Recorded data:
□ □ □ □ □ □ □
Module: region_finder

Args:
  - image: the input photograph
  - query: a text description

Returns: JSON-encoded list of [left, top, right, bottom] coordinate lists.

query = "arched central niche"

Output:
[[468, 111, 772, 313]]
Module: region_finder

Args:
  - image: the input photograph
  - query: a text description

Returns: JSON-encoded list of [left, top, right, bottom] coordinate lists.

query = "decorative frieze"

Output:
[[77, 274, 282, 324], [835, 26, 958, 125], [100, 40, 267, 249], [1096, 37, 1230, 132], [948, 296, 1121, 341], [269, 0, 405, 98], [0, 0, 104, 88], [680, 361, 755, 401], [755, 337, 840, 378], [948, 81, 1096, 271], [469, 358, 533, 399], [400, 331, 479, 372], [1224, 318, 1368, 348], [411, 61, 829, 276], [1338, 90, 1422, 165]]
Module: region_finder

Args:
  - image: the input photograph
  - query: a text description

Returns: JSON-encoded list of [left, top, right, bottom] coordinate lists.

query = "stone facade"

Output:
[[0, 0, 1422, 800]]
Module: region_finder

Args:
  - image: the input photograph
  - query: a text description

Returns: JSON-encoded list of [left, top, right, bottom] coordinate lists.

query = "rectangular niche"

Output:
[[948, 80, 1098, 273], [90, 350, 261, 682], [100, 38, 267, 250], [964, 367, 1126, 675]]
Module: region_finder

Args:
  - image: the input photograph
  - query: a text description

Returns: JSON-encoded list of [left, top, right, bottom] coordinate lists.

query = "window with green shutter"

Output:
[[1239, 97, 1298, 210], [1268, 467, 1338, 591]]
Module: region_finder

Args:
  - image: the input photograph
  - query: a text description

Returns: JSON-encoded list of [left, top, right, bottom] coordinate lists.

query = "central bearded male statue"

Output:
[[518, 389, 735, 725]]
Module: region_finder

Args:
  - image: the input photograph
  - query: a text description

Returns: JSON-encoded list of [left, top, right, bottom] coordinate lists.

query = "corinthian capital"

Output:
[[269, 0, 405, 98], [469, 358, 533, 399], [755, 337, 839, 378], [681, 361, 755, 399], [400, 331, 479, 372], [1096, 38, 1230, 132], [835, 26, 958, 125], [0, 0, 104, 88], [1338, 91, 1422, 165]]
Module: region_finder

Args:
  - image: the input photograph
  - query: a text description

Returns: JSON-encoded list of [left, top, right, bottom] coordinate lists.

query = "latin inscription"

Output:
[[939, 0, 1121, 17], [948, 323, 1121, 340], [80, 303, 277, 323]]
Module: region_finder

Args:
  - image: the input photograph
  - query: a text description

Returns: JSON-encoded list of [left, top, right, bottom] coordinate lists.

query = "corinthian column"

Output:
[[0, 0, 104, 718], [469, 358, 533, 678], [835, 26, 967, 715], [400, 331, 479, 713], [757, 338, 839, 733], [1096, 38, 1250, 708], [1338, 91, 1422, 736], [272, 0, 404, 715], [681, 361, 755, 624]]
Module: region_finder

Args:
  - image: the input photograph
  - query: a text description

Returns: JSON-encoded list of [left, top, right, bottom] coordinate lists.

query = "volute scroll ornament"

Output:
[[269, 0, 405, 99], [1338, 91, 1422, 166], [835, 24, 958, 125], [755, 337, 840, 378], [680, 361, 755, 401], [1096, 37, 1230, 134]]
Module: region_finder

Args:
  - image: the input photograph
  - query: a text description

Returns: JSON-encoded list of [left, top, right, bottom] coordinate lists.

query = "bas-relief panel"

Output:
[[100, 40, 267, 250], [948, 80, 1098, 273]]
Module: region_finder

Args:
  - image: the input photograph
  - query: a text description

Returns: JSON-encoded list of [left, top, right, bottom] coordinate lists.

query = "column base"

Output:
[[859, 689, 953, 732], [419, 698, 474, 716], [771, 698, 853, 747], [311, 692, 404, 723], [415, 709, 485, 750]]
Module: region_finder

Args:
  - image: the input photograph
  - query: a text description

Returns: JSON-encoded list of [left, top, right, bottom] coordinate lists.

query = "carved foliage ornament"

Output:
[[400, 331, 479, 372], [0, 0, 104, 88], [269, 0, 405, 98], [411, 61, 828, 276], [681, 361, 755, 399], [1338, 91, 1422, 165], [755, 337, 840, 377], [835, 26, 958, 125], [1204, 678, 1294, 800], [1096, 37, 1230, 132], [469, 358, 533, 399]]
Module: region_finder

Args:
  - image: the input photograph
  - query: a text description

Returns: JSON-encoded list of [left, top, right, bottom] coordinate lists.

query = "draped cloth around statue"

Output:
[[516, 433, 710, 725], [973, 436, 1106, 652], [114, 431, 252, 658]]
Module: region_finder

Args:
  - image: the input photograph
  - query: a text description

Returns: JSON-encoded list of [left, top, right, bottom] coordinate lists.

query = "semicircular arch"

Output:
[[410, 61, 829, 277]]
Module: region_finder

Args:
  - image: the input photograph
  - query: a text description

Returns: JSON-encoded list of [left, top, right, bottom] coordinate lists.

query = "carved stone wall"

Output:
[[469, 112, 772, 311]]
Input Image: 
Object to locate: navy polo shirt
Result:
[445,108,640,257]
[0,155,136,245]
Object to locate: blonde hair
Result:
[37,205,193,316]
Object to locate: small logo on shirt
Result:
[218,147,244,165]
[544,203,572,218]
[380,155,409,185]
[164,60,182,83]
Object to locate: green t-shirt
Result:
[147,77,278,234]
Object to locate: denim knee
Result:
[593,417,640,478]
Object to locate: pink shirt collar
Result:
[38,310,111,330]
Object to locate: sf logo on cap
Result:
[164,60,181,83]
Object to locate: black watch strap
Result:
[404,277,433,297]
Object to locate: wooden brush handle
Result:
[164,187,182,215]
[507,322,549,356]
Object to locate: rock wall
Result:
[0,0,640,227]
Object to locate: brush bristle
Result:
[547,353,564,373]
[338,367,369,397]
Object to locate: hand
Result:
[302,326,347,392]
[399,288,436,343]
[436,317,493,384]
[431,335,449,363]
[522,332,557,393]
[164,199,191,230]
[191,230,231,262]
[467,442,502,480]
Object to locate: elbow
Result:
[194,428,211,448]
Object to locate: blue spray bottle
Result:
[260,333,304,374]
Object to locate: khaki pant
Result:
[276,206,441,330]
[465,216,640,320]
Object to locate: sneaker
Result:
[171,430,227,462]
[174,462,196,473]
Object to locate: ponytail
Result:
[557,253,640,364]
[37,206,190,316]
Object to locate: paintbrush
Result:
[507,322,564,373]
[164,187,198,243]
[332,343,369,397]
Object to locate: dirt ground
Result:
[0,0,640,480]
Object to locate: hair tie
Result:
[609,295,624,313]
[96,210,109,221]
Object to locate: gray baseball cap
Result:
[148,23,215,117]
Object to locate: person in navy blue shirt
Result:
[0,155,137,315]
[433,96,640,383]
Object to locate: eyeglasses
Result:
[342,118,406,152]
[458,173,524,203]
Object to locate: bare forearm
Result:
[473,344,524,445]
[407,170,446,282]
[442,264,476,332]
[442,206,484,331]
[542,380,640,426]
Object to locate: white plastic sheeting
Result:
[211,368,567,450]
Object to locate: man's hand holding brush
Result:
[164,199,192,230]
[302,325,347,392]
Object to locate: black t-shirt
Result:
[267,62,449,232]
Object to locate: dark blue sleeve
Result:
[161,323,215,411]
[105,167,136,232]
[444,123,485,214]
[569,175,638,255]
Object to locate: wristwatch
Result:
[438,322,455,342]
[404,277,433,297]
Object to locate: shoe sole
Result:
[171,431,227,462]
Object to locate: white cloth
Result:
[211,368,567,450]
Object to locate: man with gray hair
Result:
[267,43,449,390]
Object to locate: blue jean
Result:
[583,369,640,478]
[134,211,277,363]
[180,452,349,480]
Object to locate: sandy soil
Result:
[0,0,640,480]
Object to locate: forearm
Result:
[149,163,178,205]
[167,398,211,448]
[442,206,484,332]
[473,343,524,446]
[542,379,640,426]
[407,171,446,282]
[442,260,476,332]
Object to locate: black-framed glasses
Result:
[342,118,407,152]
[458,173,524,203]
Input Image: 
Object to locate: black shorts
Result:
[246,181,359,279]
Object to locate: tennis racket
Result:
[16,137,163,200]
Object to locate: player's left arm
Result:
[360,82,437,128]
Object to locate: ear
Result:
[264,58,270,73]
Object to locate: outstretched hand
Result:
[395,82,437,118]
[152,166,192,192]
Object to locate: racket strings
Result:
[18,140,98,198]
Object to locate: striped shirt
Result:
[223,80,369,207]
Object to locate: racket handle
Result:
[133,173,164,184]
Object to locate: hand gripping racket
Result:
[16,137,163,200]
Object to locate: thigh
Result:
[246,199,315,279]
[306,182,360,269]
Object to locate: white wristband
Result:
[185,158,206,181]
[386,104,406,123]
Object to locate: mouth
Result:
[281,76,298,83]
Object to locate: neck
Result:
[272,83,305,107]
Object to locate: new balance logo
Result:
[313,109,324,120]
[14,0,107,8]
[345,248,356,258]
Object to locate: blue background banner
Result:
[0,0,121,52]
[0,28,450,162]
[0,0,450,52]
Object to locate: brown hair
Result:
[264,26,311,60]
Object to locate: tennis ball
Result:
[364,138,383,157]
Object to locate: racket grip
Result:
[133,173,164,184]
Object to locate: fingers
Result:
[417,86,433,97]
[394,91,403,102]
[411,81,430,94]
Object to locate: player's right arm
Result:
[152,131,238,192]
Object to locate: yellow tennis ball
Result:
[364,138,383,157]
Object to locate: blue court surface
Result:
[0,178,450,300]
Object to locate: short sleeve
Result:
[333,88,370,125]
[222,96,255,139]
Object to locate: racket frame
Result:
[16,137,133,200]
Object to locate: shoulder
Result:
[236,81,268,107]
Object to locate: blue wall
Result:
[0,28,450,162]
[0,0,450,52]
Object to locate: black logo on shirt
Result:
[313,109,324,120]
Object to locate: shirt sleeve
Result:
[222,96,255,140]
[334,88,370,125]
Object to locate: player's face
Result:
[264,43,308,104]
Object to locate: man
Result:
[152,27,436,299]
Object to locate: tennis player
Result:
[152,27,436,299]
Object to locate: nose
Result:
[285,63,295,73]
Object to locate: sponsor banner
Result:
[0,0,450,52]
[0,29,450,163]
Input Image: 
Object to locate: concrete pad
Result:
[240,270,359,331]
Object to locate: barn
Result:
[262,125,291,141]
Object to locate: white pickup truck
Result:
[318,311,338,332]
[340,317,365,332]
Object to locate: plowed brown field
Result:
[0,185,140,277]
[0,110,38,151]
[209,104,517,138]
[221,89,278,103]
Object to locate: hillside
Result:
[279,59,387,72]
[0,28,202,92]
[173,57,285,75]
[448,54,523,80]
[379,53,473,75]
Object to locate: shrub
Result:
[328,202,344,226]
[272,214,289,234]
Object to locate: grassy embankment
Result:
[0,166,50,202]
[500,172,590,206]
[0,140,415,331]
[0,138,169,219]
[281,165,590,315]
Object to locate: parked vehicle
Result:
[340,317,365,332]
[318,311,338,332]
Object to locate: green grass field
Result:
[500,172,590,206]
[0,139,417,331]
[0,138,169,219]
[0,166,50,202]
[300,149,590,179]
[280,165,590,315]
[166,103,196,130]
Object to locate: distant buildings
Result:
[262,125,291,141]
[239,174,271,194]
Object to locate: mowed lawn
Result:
□ □ □ □ □ □ □
Given task >>
Please quote the data word for word, beginning at the line that contains "Object to locate: green grass field" and stopping after the final line of the data.

Answer to the task >>
Object to locate: green grass field
Result:
[500,172,590,206]
[0,139,417,331]
[0,138,169,219]
[0,166,50,202]
[300,149,590,179]
[280,165,590,315]
[166,103,196,130]
Object to locate: distant buildings
Result:
[262,125,291,141]
[239,174,271,194]
Object to locate: mowed lawn
Result:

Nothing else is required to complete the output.